Arbeitsauftrag 1:
Welche Tierarten haben sich laut dem vorgegebenen Text in der Evolution auf den Menschen zu bewegt?
Arbeitsauftrag 2:
Schreib aus dem vorgegebenen Text den Abschnitt ab, der mit den Worten mit „Damit nahm Eisermann“ anfängt und mit „allergische Reaktionen hervor.“ aufhört.

──────── Vorgegebener Text ────────

Damit nahm Eisermann die Kurve zum biologisch-dynamischen Landbau, der Tiere für seine Kreislaufwirtschaft dringend benötigt. Mist, ganze Kuhörner und andere tierische Erzeugnisse sind nötig, um den Boden so natürlich und im Einklang mit Welt und Kosmos zu entwickeln, wie er sein soll. Hornlose Kühe, die heute die Regel sind (entweder durch Züchtung oder durch Ausbrennen der Hörner) kannte Sabine Eisermann aus der DDR nicht. Die Hörner sind wichtige Organe der Tiere, die Milch hornloser Kühe ruft in größerem Umfang Unverträglichkeiten oder allergische Reaktionen hervor.
Hier werden nur Details aneinandergereiht. Im Vortrag von Sabine Eisermann ging es dabei immer um die Zusammenhänge, die systemischen Wechselwirkungen und die Rolle des Menschen dabei. Evolutionsgeschichtlich haben sich werdender Mensch und einige Tierarten aufeinander zu bewegt: Hund, Kuh, Schwein. Andere Tiere sind unabhängiger geblieben (Katze) oder wie die Wildtiere dem Menschen ferngeblieben (wenn sie nicht wie die Waschbären die Bequemlichkeit der Wegwerfgesellschaft zu schätzen wissen). Mensch und Tier haben also in bestimmten Vergesellschaftungen spezieller Haustierarten einen gemeinsamen Weg genommen, auf dem beide profitiert haben. Der Stein gab die Substanz, die Pflanze das Leben, das Tier die Empfindung, der Mensch das Ich. Aufgabe des Menschen ist aus anthroposophischer Sicht, in diesem gemeinsamen Prozess der verschiedenen Beteiligten am Weltwerden Verantwortung zu tragen: die Verwirklichung von Liebe und Freiheit ist Aufgabe des Menschen als derzeitigem Leiter der Entwicklung. Wenn diese Aufgabe erfüllt ist, kann der Mensch zurückstehen und anderen die führende Rolle überlassen. Insofern geht es darum, als Mensch Verantwortung zu übernehmen und zu prüfen, wo ich nützlich sein kann (nicht nur: weniger schädlich).

──────── Ausgelesene Angaben ────────

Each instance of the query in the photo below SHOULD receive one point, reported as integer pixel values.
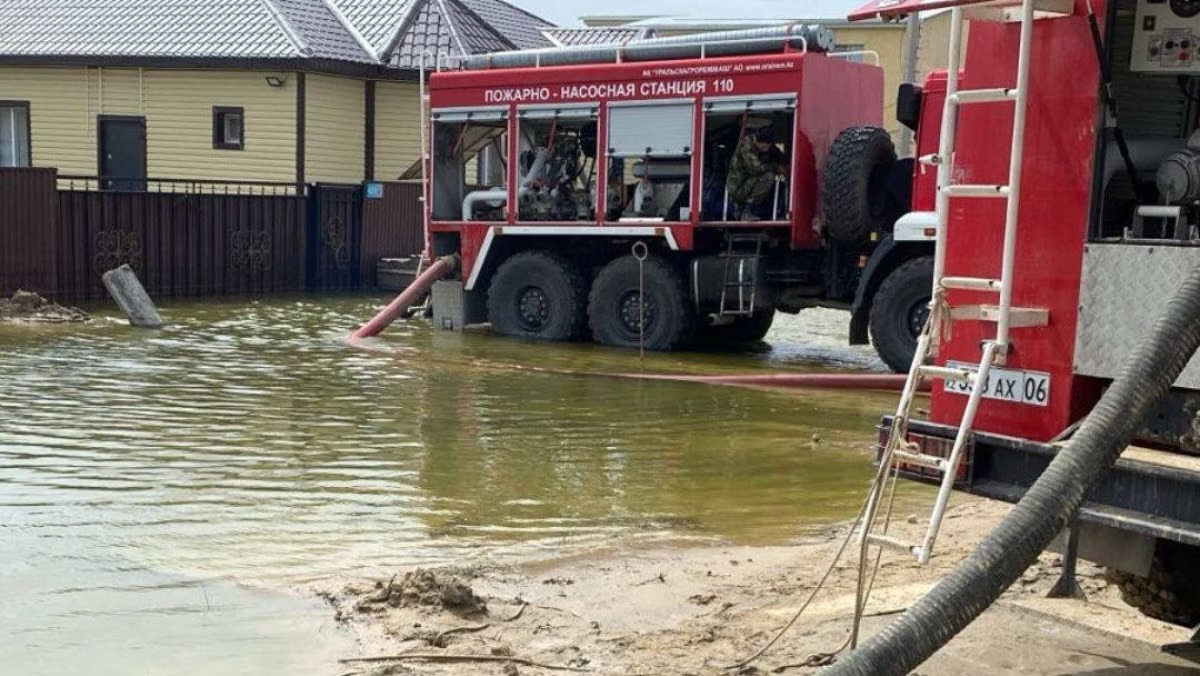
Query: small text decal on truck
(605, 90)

────────
──────── Ausgelesene Angaben ────────

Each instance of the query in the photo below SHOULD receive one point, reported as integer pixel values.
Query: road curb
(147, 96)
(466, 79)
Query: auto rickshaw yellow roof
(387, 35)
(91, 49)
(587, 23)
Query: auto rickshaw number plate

────────

Lösung 1:
Hund, Kuh und Schwein.

Lösung 2:
Damit nahm Eisermann die Kurve zum biologisch-dynamischen Landbau, der Tiere für seine Kreislaufwirtschaft dringend benötigt. Mist, ganze Kuhörner und andere tierische Erzeugnisse sind nötig, um den Boden so natürlich und im Einklang mit Welt und Kosmos zu entwickeln, wie er sein soll. Hornlose Kühe, die heute die Regel sind (entweder durch Züchtung oder durch Ausbrennen der Hörner) kannte Sabine Eisermann aus der DDR nicht. Die Hörner sind wichtige Organe der Tiere, die Milch hornloser Kühe ruft in größerem Umfang Unverträglichkeiten oder allergische Reaktionen hervor.